The association even sent 550,000 plants to Iraq in 2011 as part of a U.S. government-sponsored project designed to rebuild infrastructure in the war-torn nation and create jobs for Iraqi citizens.

“They put a guy in business as a strawberry grower,” Campbell says. “That kind of surprised us, but growing strawberries is a good thing. It will be interesting to see how the Iraqis do with it.”

Benefiting from Florida’s strawberry geneticsmakes good sense, he says. It’s unlikely the international buyers will produce berries that compete with Florida’s fresh crop, since strawberries are so perishable.

With solid research funding, Floridians are poised to take strawberry genetics to new levels, improving the berry in several ways.

“The strawberry genome was sequenced in 2010, so we now know which portals do what,” Campbell says. “We now know how to better enhance flavor, for one thing, There’s a project ongoing to enhance flavor using the North American wild strawberry, which has the greatest flavor ever. After being discovered by the Europeans, that wild strawberry was bred with the big strawberry from South America, and a couple hundred years later, we have commercial fruit resulting from that cross. But we’ve never captured that wild flavor — there’s a four-year project working on that.”

A current agronomic project aims at increasing disease resistance in new strawberry varieties. Genome sequencing simplifies that.

“You’re talking $250,000 to do those two projects,” Campbell says. “The international sales royalty stream gives us the money to do that. We’re learning how to enhance the product and improve quality for the consumer at the same time.”

A strawberry may appear simple, but its genetics are quite complex. It has eight chromosomes, all filled with genetic markers.
※
* **WHAT TO DO**
1. Using the strawberry text, say whether each statement is correct. Answer yes or no for each one, and quote the words from the text that decide it.
(a) The strawberry genome was sequenced in 2010.
(b) A strawberry has twelve chromosomes.
(c) The project to capture the wild strawberry flavor is a two-year project.
2. Retype the part of the strawberry text that starts at "With solid research" and ends at "sequencing simplifies that.".
The items that come next are separate material and unrelated to the strawberry text.
※
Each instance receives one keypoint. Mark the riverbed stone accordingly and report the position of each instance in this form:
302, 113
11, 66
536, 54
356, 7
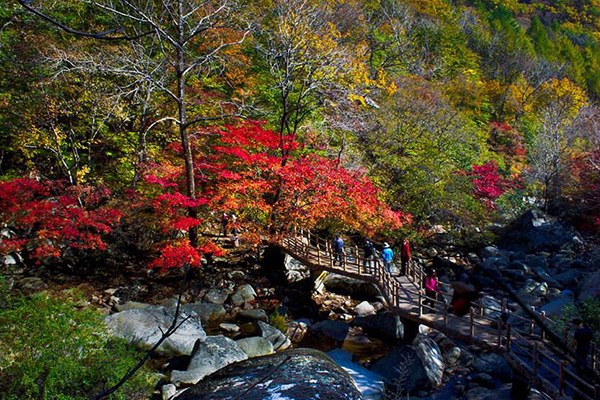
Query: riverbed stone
299, 374
214, 353
142, 328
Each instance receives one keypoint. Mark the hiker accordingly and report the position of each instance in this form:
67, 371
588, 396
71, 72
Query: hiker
582, 339
224, 223
432, 288
369, 250
338, 249
405, 257
387, 255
※
* **EXPECTED RESULTS**
1.
(a) Yes: "The strawberry genome was sequenced in 2010"
(b) No: "It has eight chromosomes, all filled with genetic markers."
(c) No: "there’s a four-year project working on that."

2.
With solid research funding, Floridians are poised to take strawberry genetics to new levels, improving the berry in several ways.

“The strawberry genome was sequenced in 2010, so we now know which portals do what,” Campbell says. “We now know how to better enhance flavor, for one thing, There’s a project ongoing to enhance flavor using the North American wild strawberry, which has the greatest flavor ever. After being discovered by the Europeans, that wild strawberry was bred with the big strawberry from South America, and a couple hundred years later, we have commercial fruit resulting from that cross. But we’ve never captured that wild flavor — there’s a four-year project working on that.”

A current agronomic project aims at increasing disease resistance in new strawberry varieties. Genome sequencing simplifies that.